Give the entries below again exactly. Their pictures are not needed.

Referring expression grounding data
________

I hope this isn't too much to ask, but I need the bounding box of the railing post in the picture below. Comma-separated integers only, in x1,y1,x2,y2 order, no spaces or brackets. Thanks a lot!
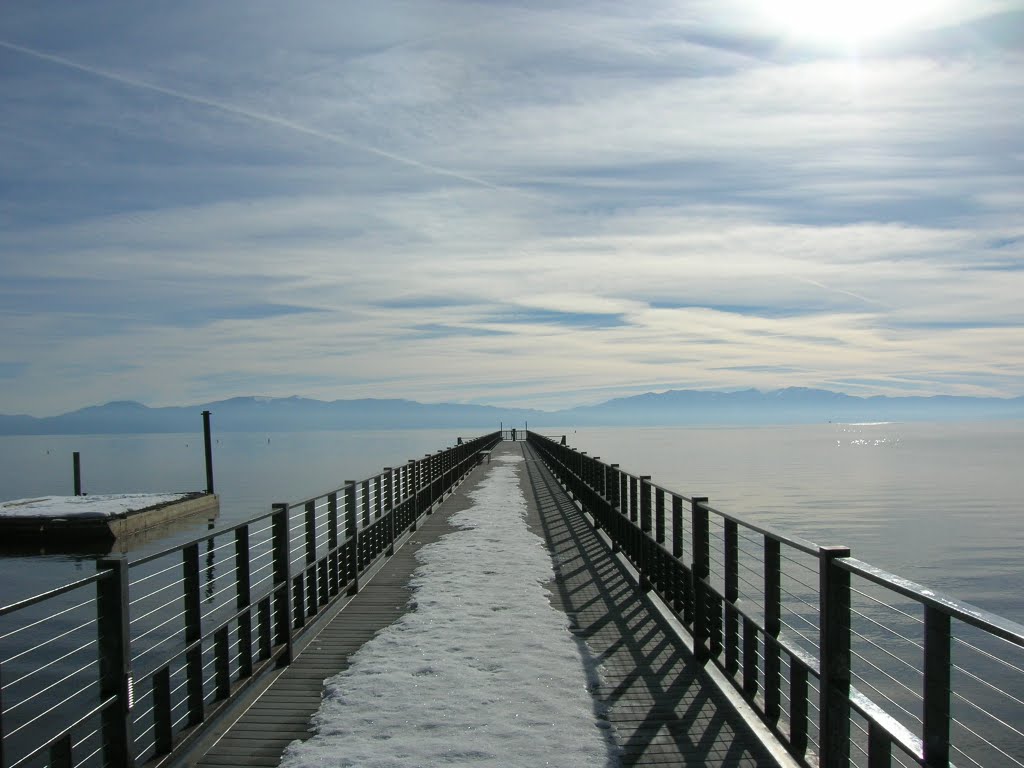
362,479,371,528
724,519,739,676
97,556,134,768
764,536,782,724
153,666,172,755
923,606,951,767
304,500,317,618
344,482,359,595
424,454,434,512
182,543,205,726
214,626,230,701
790,660,810,758
234,525,253,679
327,492,339,595
610,464,621,553
691,497,710,662
655,488,665,545
271,503,293,665
639,476,652,592
868,721,891,768
50,734,72,768
407,460,417,532
629,476,638,523
672,494,685,616
743,617,759,698
0,661,5,768
819,545,852,768
384,468,396,556
600,462,613,532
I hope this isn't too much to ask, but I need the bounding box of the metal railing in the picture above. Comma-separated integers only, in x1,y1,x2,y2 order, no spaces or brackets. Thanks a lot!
0,432,500,768
527,431,1024,768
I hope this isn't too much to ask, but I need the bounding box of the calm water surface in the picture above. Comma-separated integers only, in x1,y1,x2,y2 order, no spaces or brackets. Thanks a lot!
1,422,1022,621
551,421,1024,621
0,429,468,604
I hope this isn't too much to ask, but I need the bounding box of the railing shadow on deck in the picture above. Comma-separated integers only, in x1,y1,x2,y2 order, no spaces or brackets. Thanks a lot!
0,432,500,768
520,444,777,766
526,431,1024,768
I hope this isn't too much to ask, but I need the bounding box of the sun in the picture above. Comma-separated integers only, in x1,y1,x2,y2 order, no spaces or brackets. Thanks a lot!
762,0,950,49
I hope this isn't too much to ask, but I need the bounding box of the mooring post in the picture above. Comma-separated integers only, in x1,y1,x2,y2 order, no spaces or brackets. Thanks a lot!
202,410,214,494
73,451,82,496
819,545,852,767
97,556,133,768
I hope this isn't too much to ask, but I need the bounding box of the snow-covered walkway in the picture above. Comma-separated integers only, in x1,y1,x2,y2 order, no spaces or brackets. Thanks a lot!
278,453,618,768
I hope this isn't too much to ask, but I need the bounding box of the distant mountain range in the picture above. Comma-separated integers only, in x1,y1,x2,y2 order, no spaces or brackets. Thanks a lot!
1,388,1023,435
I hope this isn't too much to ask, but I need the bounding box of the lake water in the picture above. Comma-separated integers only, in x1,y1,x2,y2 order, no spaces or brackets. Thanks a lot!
554,420,1024,621
0,429,468,604
0,421,1022,765
1,421,1022,620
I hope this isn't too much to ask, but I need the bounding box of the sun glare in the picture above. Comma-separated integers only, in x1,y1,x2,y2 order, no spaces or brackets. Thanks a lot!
764,0,951,48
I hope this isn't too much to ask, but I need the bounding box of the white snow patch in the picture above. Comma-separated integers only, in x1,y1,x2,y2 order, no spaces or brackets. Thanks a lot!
0,493,189,519
280,453,617,768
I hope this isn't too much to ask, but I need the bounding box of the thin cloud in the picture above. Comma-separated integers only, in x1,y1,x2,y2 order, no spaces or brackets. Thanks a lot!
0,39,535,199
0,2,1022,413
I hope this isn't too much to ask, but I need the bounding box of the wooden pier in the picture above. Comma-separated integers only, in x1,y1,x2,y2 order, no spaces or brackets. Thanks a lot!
191,441,783,767
4,430,1023,768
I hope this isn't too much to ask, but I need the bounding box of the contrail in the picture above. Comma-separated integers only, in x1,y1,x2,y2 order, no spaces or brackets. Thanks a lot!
795,276,888,307
0,39,526,196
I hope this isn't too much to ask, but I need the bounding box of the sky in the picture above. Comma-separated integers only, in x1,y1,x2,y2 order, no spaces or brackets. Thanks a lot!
278,453,617,768
1,0,1023,416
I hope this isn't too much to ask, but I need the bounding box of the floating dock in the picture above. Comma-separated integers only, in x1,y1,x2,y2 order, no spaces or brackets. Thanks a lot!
0,491,219,546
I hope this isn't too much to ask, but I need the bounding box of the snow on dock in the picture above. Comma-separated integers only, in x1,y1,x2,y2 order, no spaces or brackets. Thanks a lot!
1,493,191,519
279,452,615,768
0,491,219,544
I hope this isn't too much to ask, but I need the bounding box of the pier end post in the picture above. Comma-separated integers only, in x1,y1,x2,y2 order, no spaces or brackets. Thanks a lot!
819,544,852,767
73,451,82,496
202,410,214,494
97,556,134,768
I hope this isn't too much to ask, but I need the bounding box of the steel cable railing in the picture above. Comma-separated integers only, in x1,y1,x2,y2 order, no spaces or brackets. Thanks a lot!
1,431,499,768
527,430,1024,768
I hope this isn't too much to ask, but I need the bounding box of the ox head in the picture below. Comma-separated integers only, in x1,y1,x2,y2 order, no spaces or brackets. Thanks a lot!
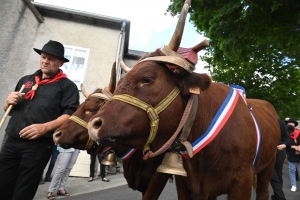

________

- _RESPONSE TO THE TASK_
I hope this isn't too much to ask, but I need the bounding box of the railing post in the picture below. Comma-separated integers only, in x1,y1,x2,y2 order, no spaces or brackets. Thanks a lot!
362,479,371,528
724,519,739,676
97,556,134,768
764,536,782,724
153,666,172,755
923,606,951,767
304,500,317,618
344,482,359,595
424,454,434,512
182,543,205,726
214,626,230,701
790,660,810,758
234,525,253,679
327,492,339,595
610,464,621,553
691,497,710,662
655,488,665,545
271,503,293,665
639,476,652,592
868,721,891,768
50,734,72,768
407,460,417,532
629,476,638,523
672,494,685,616
743,617,759,698
0,661,5,768
819,545,852,768
384,468,396,556
600,462,613,532
I hope this isn't too much to ask, but I need the bounding box of the metal railing in the picture above. Comma-separated integers only, in x1,y1,x2,y2 order, no spaces or brackets. Thanks a lot!
0,432,500,768
527,431,1024,768
I hope this isn't too much to ask, but I need the bounding box of the calm water surface in the picture above. Comma-separated integers only, in x1,y1,x2,y2 order, no spaces or brackets. Thanks a lot!
1,422,1022,621
551,421,1024,621
0,429,468,604
I hope this isn't too much to ask, but I need the bounding box of the railing shadow on deck in the picture above. Comma-separated integers only, in x1,y1,x2,y2 order, no spaces or brackets. Thanks a lot!
0,432,500,768
520,444,777,766
526,431,1024,768
I hope this isn't too much to ask, but I need the bounding box of the sun in the picture above. Comma-separated integers only, in x1,y1,x2,y2 order, no spaces or brackets. Thanks a lot!
762,0,950,49
I hope this isn't too much to ask, but I need the bounding box of the mooring post in the picture above. Comma-separated integers only, in x1,y1,x2,y2 order, no spaces or brackets. Thanks a lot!
202,410,214,494
73,451,82,496
819,545,852,767
97,556,133,768
I hope this isn't too much to ask, but I need the bounding box of the snow-covered walkway in the picture above. Comma-separated integers only, in x1,y1,x2,y2 order, no spaces or brackets. Thanks a lot!
278,453,618,768
I hope this isn't too much to ask, but I need the bounding box of the distant mountain range in the picture above. Comma-separated integers only, in x1,y1,x2,y2 order, no spaces or brackets. Thanks a lot!
1,388,1023,435
I hope this isn't too much to ask, but I need the bounding box of the lake water in the picture above. Comma-separated integers only, in x1,y1,x2,y2 order, no spaces or brackets. Thanks a lot!
554,420,1024,621
0,429,468,604
0,421,1022,765
1,421,1022,620
I hope this isn't too much to ask, but I need the bounding box of the sun glare in the picture above. Comma-separated integers only, in x1,y1,x2,y2 order, no spaces or brackets. Thanks a lot!
764,0,951,48
I hope this isn't too much to ask, but I need the bounding box of the white snow patch in the picture above. Comma-separated integers only, in x1,y1,x2,y2 order, no spaces or brackets. Thanks a lot!
0,493,189,519
280,453,617,768
I hope this isn't too much to ask, but I need the bounding box of the thin cloud in the picture above. Comma-separated integers only, in x1,y1,x2,y2 order, no spaces or brackets. Thanks a lot!
0,39,535,199
0,2,1022,413
I hope this isn't too much to ask, but I need the bounding box of the wooden pier in the picture above. Comma-separated integers only, in x1,y1,x2,y2 order, no spaces or brackets. Thanks a lot!
191,441,783,767
4,430,1023,768
I hope this isn't too much to ask, but I need the bounding box of the contrail in the picture above. Comma-separated integers only, in x1,y1,x2,y2 order, no spaces or brackets. Thanks a lot!
795,276,888,307
0,39,526,196
I hope this isn't too much to ask, but I need the bounding box of the sky in the picture above. Comma-separated integers only, in x1,y1,x2,y2 order, no spaces or brackets. Thanks a lot!
278,453,617,768
1,0,1023,416
I hope this isn't too much to ask, but I need the bounding box of the floating dock in the picture above. Comma-separated integers only, in x1,y1,x2,y2 order, no spaces or brackets. Thanks a lot!
0,491,219,546
I hope this isn't too much to ask, but I need the bounding box of the snow on dock in the picture above. Comma-separated integers only, in x1,y1,x2,y2 order, no spaces or brackets. Thanks a lot!
1,493,191,519
279,452,615,768
0,491,219,544
I hope this isn't too much to ask, but I need the bounding box of the pier end post in the picture above. Comma-separated integers only, in x1,y1,x2,y2 order, no spaces or brackets. Thanks a lot!
819,544,852,767
73,451,82,496
202,410,214,494
97,556,134,768
I hope this isn't too much to ask, but I need the bounding box of the steel cable railing in the picture above. Comma-separated integers only, in x1,y1,x2,y2 order, no spaces or brackets. Thanks a lot!
1,431,499,768
527,430,1024,768
I hope this isn't too much to ask, but I need the bounding box of the ox head in the picture below. Comma-separated integers only, in x1,y1,x2,y2 order, no spaces or brackets. Thanks a lot!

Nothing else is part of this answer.